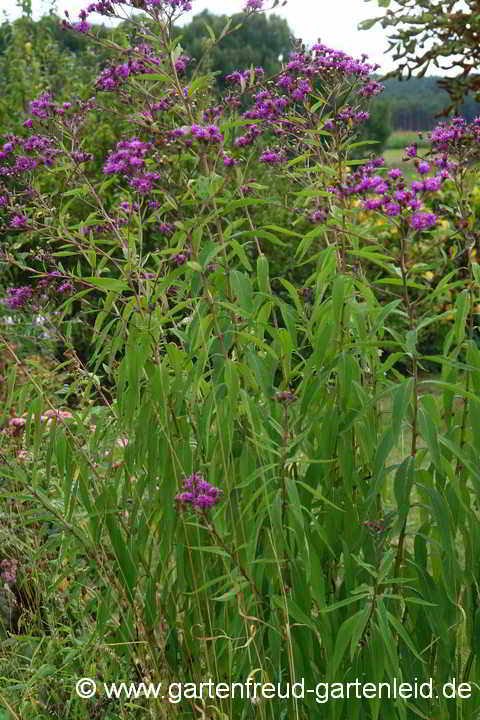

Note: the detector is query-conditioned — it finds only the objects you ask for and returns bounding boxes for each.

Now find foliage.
[0,0,480,720]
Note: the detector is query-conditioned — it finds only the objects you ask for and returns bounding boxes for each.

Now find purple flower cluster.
[103,137,161,194]
[169,125,224,144]
[2,285,33,310]
[175,472,223,510]
[175,55,192,74]
[329,158,449,230]
[429,117,480,154]
[0,558,18,585]
[1,270,73,310]
[172,248,192,266]
[410,213,437,230]
[323,105,370,130]
[95,45,162,92]
[0,135,60,177]
[259,150,283,165]
[225,67,265,85]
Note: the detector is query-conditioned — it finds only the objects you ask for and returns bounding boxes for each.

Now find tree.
[359,0,480,115]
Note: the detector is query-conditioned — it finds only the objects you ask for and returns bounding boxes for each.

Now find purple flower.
[258,150,282,164]
[3,285,33,310]
[405,143,417,157]
[388,168,403,180]
[410,212,437,230]
[424,175,442,192]
[385,202,401,217]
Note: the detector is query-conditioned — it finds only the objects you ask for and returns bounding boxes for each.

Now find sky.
[0,0,450,75]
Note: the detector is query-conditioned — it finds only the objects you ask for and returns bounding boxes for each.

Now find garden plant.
[0,0,480,720]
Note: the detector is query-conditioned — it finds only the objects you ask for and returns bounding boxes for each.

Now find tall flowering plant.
[0,0,480,720]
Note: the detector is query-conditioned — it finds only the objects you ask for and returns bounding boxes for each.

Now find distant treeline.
[375,76,480,130]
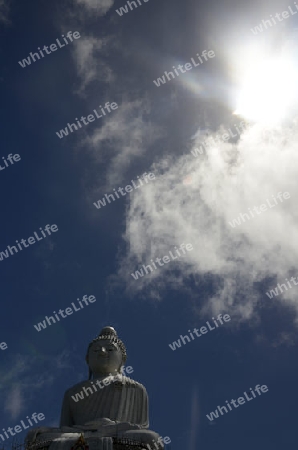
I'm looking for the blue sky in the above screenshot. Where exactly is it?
[0,0,298,450]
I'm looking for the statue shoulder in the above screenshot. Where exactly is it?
[64,380,90,397]
[122,375,147,393]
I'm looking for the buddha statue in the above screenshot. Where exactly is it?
[26,327,164,450]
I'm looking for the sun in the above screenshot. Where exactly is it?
[234,58,298,124]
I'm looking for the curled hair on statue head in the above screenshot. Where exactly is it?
[86,327,127,380]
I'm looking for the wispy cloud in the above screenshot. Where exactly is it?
[0,351,72,420]
[76,0,114,16]
[82,98,162,189]
[73,36,114,94]
[119,122,298,319]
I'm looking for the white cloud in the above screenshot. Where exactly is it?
[119,119,298,319]
[76,0,114,16]
[83,98,162,189]
[73,37,114,94]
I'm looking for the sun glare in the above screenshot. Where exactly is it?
[234,58,297,124]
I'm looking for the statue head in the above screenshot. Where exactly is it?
[86,327,127,380]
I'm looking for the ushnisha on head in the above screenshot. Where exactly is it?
[86,327,127,380]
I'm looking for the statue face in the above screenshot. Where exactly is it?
[87,339,122,377]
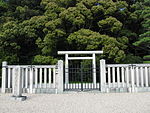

= = = = = = =

*Written request:* Retype all of the entries above word for word, leaving the pictures out of your copy.

*Solved exercise:*
Note: the detector is query-conditioned — it finds only the objects you ask for and returns bounding boxes for each.

Now find foliage.
[0,0,480,720]
Note: the detector is query-conditioned — it finds only the objects you ask for and returns bounding boxes for each.

Now find purple flower cluster.
[103,137,161,194]
[169,125,224,144]
[2,285,33,310]
[175,472,223,510]
[175,55,192,74]
[329,158,449,230]
[429,117,480,154]
[0,558,18,585]
[1,270,73,310]
[172,248,192,266]
[410,213,437,230]
[323,105,370,130]
[95,45,162,92]
[0,135,60,177]
[259,150,283,165]
[225,67,265,85]
Note: the detector is query-conditioned — it finds only the objects you ask for and returns bounding boxes for each.

Now find tree.
[359,0,480,115]
Note: the detector is query-conditioned — it finds only the objects you ask for and returns bounding boxes for each.

Now find purple flower.
[258,150,282,164]
[3,285,33,310]
[405,143,417,157]
[388,168,403,180]
[410,212,437,230]
[424,175,442,192]
[385,202,401,217]
Note: the detector is query-conditioned — it finds only the objects you ask for and returns bounding boxes for each.

Now find sky.
[0,0,450,75]
Note: the detector is query-conditioned — it finds only the objects you ask for and returns bounding boxes for each.

Now find garden plant.
[0,0,480,720]
Note: the detector is query-conditioned — it finds only the objects you ask for and returns bounding boxes for each.

Now find tall flowering plant.
[0,0,480,720]
Note: the detector is query-conditioned — it finds only the objects you ask for and returns bounding boxes for each.

Now find distant treeline.
[375,76,480,130]
I'm looking for the blue sky in the above screenshot. Where exactly is it?
[0,0,298,450]
I'm looking for the statue shoulder in the above screenshot. Where exactly is it?
[64,380,90,397]
[122,375,147,393]
I'm looking for the buddha statue in the above screenshot. Where exactly is it?
[26,327,164,450]
I'm looking for the sun in the above screenshot. Where exactly is it?
[234,58,298,124]
I'm looking for the curled hair on statue head in the above screenshot. Where exactly is it?
[86,327,127,380]
I'm looking for the wispy cloud in the above screenshot. Where exactly is it?
[0,351,72,420]
[76,0,114,16]
[82,98,162,189]
[73,36,114,94]
[119,122,298,319]
I'm looking for the white cloud in the above screenshot. Where exactly is it?
[119,119,298,319]
[76,0,114,16]
[83,98,162,189]
[73,37,114,94]
I'm looking for the sun glare in the above screenshot. Where exactly is it?
[234,58,297,124]
I'm looking for the statue head in the above screenshot. Where exactly is it?
[86,327,127,380]
I'm looking for the ushnisha on head in the above screenshot. Where exactly is it?
[86,327,127,380]
I'm looking for the statue face in the above screenshot. Where exactly is it?
[87,339,122,377]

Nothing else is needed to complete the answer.